◆ Task item: Reproduce the entries so that every line matches the original exactly.

◆ Provided records:
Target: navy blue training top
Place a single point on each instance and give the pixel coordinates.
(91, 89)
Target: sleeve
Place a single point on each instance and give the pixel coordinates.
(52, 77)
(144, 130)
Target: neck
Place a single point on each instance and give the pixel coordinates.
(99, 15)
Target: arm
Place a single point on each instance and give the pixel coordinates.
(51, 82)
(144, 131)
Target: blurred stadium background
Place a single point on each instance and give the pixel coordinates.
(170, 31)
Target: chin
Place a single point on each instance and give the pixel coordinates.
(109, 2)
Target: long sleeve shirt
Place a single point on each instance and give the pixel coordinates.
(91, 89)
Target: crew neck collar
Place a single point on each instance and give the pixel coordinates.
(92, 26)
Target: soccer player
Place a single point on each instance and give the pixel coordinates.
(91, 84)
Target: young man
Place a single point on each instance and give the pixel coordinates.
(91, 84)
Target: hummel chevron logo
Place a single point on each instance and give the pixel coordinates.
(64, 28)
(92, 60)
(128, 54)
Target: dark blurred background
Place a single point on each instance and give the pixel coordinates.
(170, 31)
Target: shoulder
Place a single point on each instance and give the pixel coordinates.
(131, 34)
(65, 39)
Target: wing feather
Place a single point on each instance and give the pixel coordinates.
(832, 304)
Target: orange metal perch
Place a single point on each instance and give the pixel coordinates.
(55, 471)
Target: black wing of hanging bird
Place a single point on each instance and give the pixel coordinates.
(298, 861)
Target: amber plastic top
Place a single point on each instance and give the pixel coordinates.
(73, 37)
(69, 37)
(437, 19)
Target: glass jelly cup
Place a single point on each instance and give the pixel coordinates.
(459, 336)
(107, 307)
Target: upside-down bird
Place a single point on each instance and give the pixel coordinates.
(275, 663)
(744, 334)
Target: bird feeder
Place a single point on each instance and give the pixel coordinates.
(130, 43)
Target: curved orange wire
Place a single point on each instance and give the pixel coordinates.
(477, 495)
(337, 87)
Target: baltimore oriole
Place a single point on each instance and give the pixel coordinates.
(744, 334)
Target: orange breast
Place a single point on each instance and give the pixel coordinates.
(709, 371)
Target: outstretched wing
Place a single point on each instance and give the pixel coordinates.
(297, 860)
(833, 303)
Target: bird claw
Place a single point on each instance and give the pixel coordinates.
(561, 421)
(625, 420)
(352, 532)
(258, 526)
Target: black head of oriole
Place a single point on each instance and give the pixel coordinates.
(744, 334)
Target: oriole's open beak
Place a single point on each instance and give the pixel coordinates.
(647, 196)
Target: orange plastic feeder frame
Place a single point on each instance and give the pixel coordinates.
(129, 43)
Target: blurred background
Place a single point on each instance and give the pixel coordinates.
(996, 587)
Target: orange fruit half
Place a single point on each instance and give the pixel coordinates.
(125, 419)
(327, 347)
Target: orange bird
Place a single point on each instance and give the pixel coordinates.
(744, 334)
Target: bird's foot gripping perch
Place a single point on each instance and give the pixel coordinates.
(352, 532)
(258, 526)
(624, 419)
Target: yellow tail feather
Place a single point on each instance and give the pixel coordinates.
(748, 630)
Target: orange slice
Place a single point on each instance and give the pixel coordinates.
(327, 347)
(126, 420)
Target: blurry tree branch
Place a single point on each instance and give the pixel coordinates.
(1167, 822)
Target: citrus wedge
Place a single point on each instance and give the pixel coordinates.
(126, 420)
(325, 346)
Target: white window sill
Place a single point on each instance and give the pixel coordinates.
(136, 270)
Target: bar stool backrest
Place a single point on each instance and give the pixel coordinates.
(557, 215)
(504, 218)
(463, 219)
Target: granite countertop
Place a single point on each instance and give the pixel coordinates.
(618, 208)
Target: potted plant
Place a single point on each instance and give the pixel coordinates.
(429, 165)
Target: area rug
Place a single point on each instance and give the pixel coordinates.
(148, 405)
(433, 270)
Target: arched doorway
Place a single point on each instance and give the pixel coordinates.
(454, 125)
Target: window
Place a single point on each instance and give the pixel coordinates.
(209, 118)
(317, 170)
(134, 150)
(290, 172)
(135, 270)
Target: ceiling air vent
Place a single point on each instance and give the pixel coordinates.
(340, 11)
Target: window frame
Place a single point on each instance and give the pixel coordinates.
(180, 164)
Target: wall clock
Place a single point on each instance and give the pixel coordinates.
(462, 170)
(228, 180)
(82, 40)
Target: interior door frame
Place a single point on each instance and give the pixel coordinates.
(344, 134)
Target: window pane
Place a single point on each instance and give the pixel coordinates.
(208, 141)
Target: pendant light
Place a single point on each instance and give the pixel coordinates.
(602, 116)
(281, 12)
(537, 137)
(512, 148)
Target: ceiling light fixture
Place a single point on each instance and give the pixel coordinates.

◆ Solved problem:
Target: navy blue training top
Place a single point on each instance and give the pixel coordinates.
(91, 89)
Target: sleeve
Place a single point on each instance and give the pixel coordinates.
(52, 77)
(144, 130)
Target: neck
Place a single point on each instance and give the pixel coordinates.
(99, 15)
Target: arm
Place a single point on each instance and give the pixel coordinates.
(51, 82)
(144, 131)
Target: blurred stadium background
Place a single point on each instance and give the pixel coordinates.
(170, 31)
Target: chin
Place a single point on each instance and give the pixel coordinates.
(109, 2)
Target: long sleeve shirt
Place a single point on each instance and give the pixel coordinates.
(91, 89)
Target: crew neck collar
Place a single point on each instance and give the pixel coordinates.
(92, 26)
Target: soccer player
Place a single point on each instance and give the pixel coordinates.
(91, 84)
Target: young man
Place a single point on each instance and give the pixel coordinates.
(91, 84)
Target: hummel chevron logo
Place a single point on each instance and give the pixel coordinates.
(64, 28)
(92, 60)
(128, 54)
Target: dark blurred background
Place a single point on each instance and give the pixel coordinates.
(170, 31)
Target: shoulder
Place a single point on each instance and give the pixel coordinates.
(131, 34)
(65, 39)
Target: wing feather
Place a single point on each instance and give the pixel coordinates.
(832, 304)
Target: orange metal perch
Place a single point on each instance and give the pixel coordinates.
(55, 471)
Target: black wing of hanging bird
Place a single point on each instance and give the pixel coordinates.
(298, 861)
Target: amber plastic top
Place a single point on each instance and give the pixel coordinates.
(73, 37)
(69, 37)
(437, 19)
Target: glass jelly cup
Place a single point on each instance and give the pixel coordinates.
(459, 336)
(107, 307)
Target: upside-down bird
Place a single point on each instance and give the pixel coordinates.
(275, 663)
(744, 334)
Target: bird feeder
Place a single point on each instance and give the pixel coordinates.
(130, 43)
Target: curved orange wire
Place a single point on each instance and give the pixel coordinates.
(477, 495)
(337, 87)
Target: baltimore oriole
Place a single point on each instance and give the pixel coordinates.
(744, 334)
Target: orange breast
Place a single point on each instance and give the pixel coordinates.
(709, 371)
Target: outstretched wing
Place a single point on each instance and give the pixel coordinates.
(297, 860)
(833, 303)
Target: bird claw
Place a single point on each instance and give the pixel coordinates.
(561, 421)
(625, 420)
(352, 532)
(258, 526)
Target: black head of oriole
Place a single point on each instance and give the pixel coordinates.
(744, 334)
Target: oriole's open beak
Place a single point on each instance and give the pixel coordinates.
(647, 196)
Target: orange plastic feeder frame
Place a single point on each instance and give the pixel coordinates.
(129, 43)
Target: blurred background
Place a single point on each instance and give the pixel coordinates.
(996, 587)
Target: orange fruit half
Place a single point on each instance and give the pixel coordinates.
(125, 419)
(327, 347)
Target: orange bird
Place a single point on each instance and give the pixel coordinates.
(744, 334)
Target: bird's foot gripping perch
Place a single point on each instance and give the pixel coordinates.
(352, 532)
(258, 526)
(624, 419)
Target: yellow tail feather
Place a single point on each instance and give the pixel coordinates.
(748, 630)
Target: orange slice
Place a single point on each instance and give the pixel coordinates.
(327, 347)
(126, 420)
Target: blurry tree branch
Place a single point on each instance and give the pixel coordinates.
(1167, 822)
Target: citrus wedge
Place a single point on each instance and give the pixel coordinates.
(126, 420)
(325, 346)
Target: white window sill
Place a single point on each instance and give the pixel coordinates.
(136, 270)
Target: bar stool backrest
Place a single point on each instance and give the pixel coordinates.
(557, 215)
(504, 218)
(463, 219)
Target: granite countertop
Place a single point on each instance and give the pixel coordinates.
(618, 208)
Target: potted plant
Place a single point on each instance and give the pixel coordinates.
(429, 165)
Target: area rug
Place a single point on each instance and give the pixel coordinates.
(148, 405)
(433, 270)
Target: arched doorway
Place a single point on each instance and give the pixel coordinates.
(454, 125)
Target: window
Place a single point on each instance and give the pixel coordinates.
(209, 118)
(317, 170)
(134, 150)
(290, 172)
(135, 270)
Target: ceiling air vent
Place a single point on each instance and give the pixel coordinates.
(340, 11)
Target: window frame
Place a single point on each instance and give the pixel coordinates.
(180, 164)
Target: wall clock
Place a single point on each instance and give the pixel coordinates.
(462, 170)
(228, 180)
(82, 40)
Target: interior door frame
Place a single point on each instance and give the pixel coordinates.
(344, 134)
Target: window pane
Place a single point on each instance and give the pixel coordinates.
(208, 141)
Target: pendant light
Place a single point on each instance and give the pixel coordinates.
(602, 116)
(281, 12)
(537, 137)
(512, 148)
Target: ceiling light fixture
Place a single point on each instance and give the pixel coordinates.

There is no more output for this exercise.